----- Text provided

This will be less than the $2.45 billion that Infosys is estimated to generate in the current fiscal. Worryingly for investors, this will be only the third time in the past two decades that Infosys did more new business than its larger rival (Infosys did $487 million versus TCS adding $382 million in incremental revenue in 2009, followed by Infosys adding $781 million in new business as against TCS managing $143 million in 2021).
Now, comparing the growth of technology services firms in the current fiscal to last year could be misleading because IT firms benefitted as companies across industries embraced digitization during the peak pandemic period.
However, fears of a looming recession have now made companies, from banks to retailers, relook at their technology spending.
To analyze if things are indeed improving at a company, a firm’s growth in the current year and in the year to March 2024 should be compared to before the covid-19 pandemic, i.e. in the year ended March 2020.

----------
----- Data records

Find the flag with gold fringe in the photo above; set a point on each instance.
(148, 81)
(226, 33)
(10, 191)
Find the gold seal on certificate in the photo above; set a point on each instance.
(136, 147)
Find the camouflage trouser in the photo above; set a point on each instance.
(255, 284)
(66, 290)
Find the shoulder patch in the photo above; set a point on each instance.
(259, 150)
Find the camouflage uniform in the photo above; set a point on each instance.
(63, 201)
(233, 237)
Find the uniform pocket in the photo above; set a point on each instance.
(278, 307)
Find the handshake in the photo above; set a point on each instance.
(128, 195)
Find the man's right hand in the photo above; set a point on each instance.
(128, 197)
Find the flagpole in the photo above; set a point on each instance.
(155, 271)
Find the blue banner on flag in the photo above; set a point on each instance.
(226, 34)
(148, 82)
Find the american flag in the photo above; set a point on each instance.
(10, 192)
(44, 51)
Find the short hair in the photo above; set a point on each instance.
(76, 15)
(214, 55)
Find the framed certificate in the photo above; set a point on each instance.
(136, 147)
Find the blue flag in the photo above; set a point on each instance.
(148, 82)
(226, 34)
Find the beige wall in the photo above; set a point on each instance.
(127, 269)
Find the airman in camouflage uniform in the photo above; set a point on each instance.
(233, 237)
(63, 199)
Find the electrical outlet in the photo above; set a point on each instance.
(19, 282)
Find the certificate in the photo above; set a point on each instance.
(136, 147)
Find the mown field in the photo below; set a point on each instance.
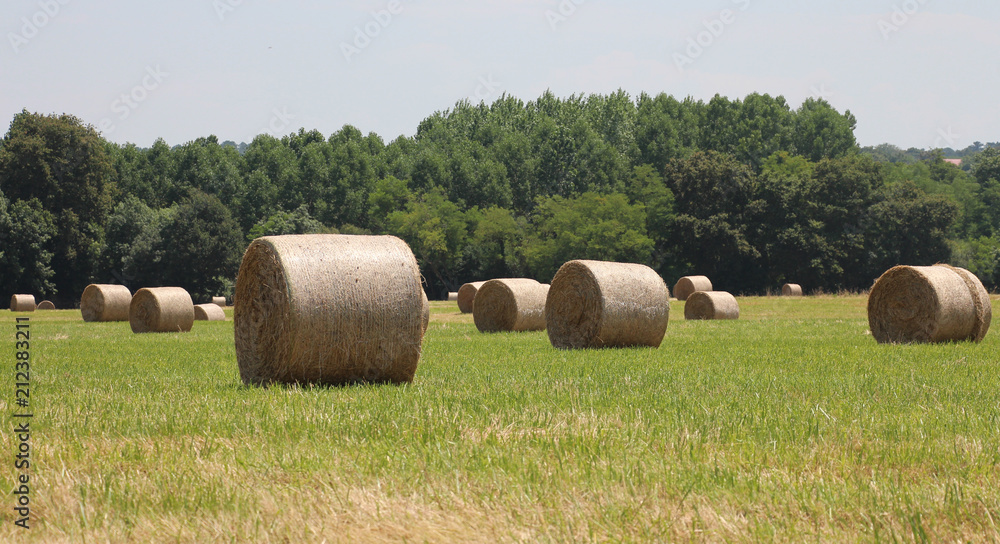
(789, 425)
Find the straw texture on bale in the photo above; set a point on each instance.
(208, 312)
(689, 284)
(22, 303)
(102, 302)
(594, 304)
(928, 304)
(791, 290)
(161, 309)
(711, 305)
(512, 305)
(467, 296)
(328, 309)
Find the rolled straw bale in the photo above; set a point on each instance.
(467, 296)
(594, 304)
(328, 309)
(208, 312)
(689, 284)
(711, 305)
(791, 290)
(161, 309)
(513, 304)
(22, 303)
(928, 304)
(102, 302)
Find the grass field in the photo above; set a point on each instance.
(788, 425)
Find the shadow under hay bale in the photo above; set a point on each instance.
(467, 296)
(689, 284)
(510, 305)
(328, 309)
(22, 303)
(209, 312)
(103, 302)
(928, 304)
(161, 309)
(595, 304)
(711, 305)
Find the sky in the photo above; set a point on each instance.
(915, 73)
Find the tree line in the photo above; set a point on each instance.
(750, 192)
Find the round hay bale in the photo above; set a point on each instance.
(791, 290)
(328, 309)
(102, 302)
(689, 284)
(928, 304)
(161, 309)
(595, 304)
(22, 303)
(711, 305)
(208, 312)
(512, 305)
(467, 296)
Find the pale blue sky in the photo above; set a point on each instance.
(922, 73)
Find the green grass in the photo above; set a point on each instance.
(790, 424)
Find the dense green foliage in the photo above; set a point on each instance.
(751, 192)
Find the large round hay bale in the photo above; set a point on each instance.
(467, 296)
(208, 312)
(689, 284)
(594, 304)
(102, 302)
(711, 305)
(791, 290)
(328, 309)
(161, 309)
(22, 303)
(513, 305)
(924, 304)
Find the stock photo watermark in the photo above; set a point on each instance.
(901, 14)
(366, 34)
(128, 102)
(31, 26)
(714, 29)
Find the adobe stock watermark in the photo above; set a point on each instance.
(31, 26)
(364, 35)
(714, 29)
(128, 102)
(901, 14)
(562, 13)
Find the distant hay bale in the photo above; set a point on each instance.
(711, 305)
(161, 309)
(103, 302)
(467, 296)
(513, 305)
(328, 309)
(594, 304)
(22, 303)
(791, 290)
(928, 304)
(689, 284)
(208, 312)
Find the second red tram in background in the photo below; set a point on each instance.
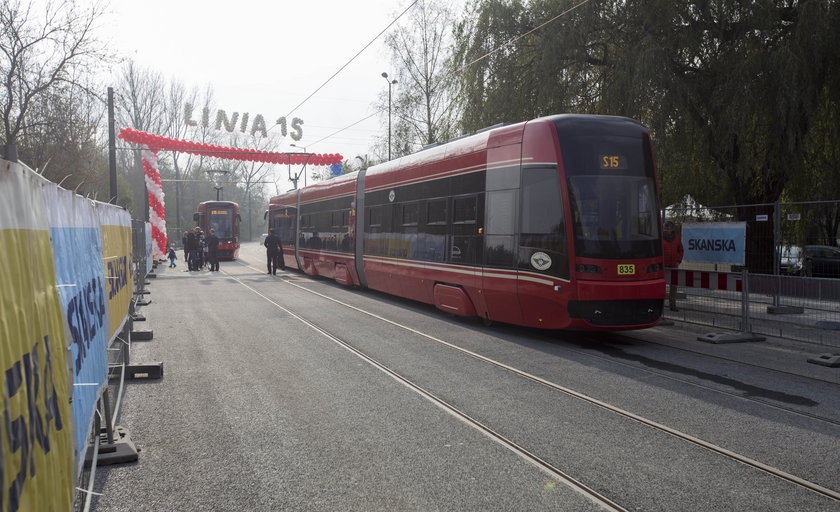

----------

### Exercise instructions
- a) Please list every dollar amount that appears in the passage on Infosys and TCS revenue.
- b) Carry on the passage on Infosys and TCS revenue from its last sentence.

### Responses in order
- a) $2.45 billion, $487 million, $382 million, $781 million, $143 million

- b)
The 60th edition of Twich+ proposes a simple way to separate the leaders from laggards. In this edition, the revenue growth of 10 companies was analyzed and, depending on the growth trajectory, clubbed under three categories: Leaders, Under-watch and Laggards
Accenture Plc, Infosys Ltd, Persistent Systems and LTI Mindtree are the four companies in the Leaders category, as each of them continues to grow at a faster clip than in 2020.
One may ask why Accenture has been clubbed in the Leaders category despite its growth expected to decline sharply in the current fiscal. This is because consulting accounts for over half of the revenue, and in uncertain times, transformation projects are the first to be put on hold. So slow growth at Accenture is because of the nature of the business rather than any company-specific issue.
TCS has been put under watch for two reasons. Firstly, its growth in the current year has almost halved from the previous year and is only slightly more than in 2020. Revenue growth could fall more in the next financial year. This brings us to a related and second point on whether the CEO change points to some underlying problems in the business.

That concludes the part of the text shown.